Repeat every line of the material that follows, word for word.

_SUPPLIED RECORDS:_
======

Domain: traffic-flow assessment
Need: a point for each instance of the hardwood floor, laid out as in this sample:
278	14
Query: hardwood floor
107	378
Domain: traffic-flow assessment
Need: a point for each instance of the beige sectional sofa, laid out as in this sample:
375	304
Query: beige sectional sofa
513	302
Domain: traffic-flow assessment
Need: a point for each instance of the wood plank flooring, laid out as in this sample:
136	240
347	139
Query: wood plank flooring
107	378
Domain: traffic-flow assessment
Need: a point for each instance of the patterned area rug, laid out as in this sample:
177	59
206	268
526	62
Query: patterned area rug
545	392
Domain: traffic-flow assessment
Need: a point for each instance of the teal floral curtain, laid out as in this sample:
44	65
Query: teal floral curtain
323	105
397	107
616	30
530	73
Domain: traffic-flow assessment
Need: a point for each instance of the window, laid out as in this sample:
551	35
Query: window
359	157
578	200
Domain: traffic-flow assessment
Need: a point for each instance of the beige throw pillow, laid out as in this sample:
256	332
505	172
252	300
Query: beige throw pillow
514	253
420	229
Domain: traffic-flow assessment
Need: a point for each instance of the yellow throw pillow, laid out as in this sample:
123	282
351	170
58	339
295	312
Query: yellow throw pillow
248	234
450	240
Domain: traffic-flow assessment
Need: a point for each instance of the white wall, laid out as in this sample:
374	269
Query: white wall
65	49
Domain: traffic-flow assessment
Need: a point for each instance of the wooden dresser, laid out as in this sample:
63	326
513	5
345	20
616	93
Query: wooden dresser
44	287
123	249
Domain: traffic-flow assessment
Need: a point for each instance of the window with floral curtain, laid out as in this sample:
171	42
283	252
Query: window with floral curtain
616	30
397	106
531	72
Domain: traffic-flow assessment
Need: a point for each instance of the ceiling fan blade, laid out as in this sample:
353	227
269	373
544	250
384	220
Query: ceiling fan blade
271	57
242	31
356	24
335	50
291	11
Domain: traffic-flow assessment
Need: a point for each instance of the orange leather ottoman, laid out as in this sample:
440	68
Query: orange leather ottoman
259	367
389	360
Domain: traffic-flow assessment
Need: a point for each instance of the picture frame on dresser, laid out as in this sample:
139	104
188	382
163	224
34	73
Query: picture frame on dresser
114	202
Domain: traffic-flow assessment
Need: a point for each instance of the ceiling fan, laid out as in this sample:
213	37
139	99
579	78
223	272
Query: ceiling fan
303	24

======

_EXPECTED ANSWER:_
Domain: traffic-flow assessment
Need: a point for each instance of the hardwood floor, laid out as in this sample:
278	14
Query: hardwood floor
107	378
Domain: traffic-flow assessment
Need: a point for each instance of the beige sectional sofa, laid out as in this sample:
375	304
Query: beige sectional sofa
513	302
Domain: traffic-flow assessment
Need: a point for each instance of the wood plank flooring, laid out as in this sample:
136	240
347	139
Query: wood plank flooring
107	378
Domain: traffic-flow assessment
Need: a point for each instance of the patterned area rug, laid out as in this sample:
177	59
206	268
526	62
Query: patterned area rug
545	392
Domain: traffic-flow assessment
Need: a point for each instance of the teal floral curtain, laid out as in this sample:
44	65
Query: teal floral curtain
323	105
397	107
616	30
530	73
Domain: traffic-flow assessment
Need: a point for each instance of the window, laid out as in this sample:
551	35
Query: window
359	157
578	200
Domain: traffic-flow assessment
Need: a point for each instance of the beige throw pillow, laid out as in this sample:
256	332
505	172
252	300
Query: beige throw pillow
514	253
420	229
Domain: traffic-flow assessment
Need: a point for each instance of the yellow throw pillow, laid out as in this sample:
123	282
351	170
58	339
295	312
Query: yellow throw pillow
248	234
450	240
Domain: traffic-flow assessment
Need: a point for each instance of the white wall, laid out as in this sample:
374	269
Query: white wall
65	49
Domain: traffic-flow assessment
Need: a point for each instance of the wooden dresser, laid out as in this sample:
63	326
513	5
345	20
616	93
Query: wooden dresser
44	287
123	249
Domain: traffic-flow assessment
Need: a point for each instance of the window with floral curtain, laid out as in this sample:
171	42
283	252
Query: window with floral curtain
616	30
397	106
531	72
Domain: traffic-flow assessment
Need: a point for each instance of the ceiling fan blade, laid out as in this sample:
353	227
269	373
544	250
384	220
Query: ceiling fan blade
271	57
242	31
356	24
335	50
291	11
Domain: traffic-flow assessment
Need: a point for each instance of the orange leather ottoman, laid out as in this sample:
440	68
Query: orange leather ottoman
259	367
389	360
Domain: traffic-flow assessment
Need: a point for each instance of the picture frame on dresser, laid out as in this sample:
139	104
188	382
163	224
34	73
Query: picture frame on dresser
114	202
Domain: traffic-flow assessment
Need: a point for each instance of the ceiling fan, laid out as in this sample:
213	37
139	99
579	78
223	272
Query: ceiling fan
303	24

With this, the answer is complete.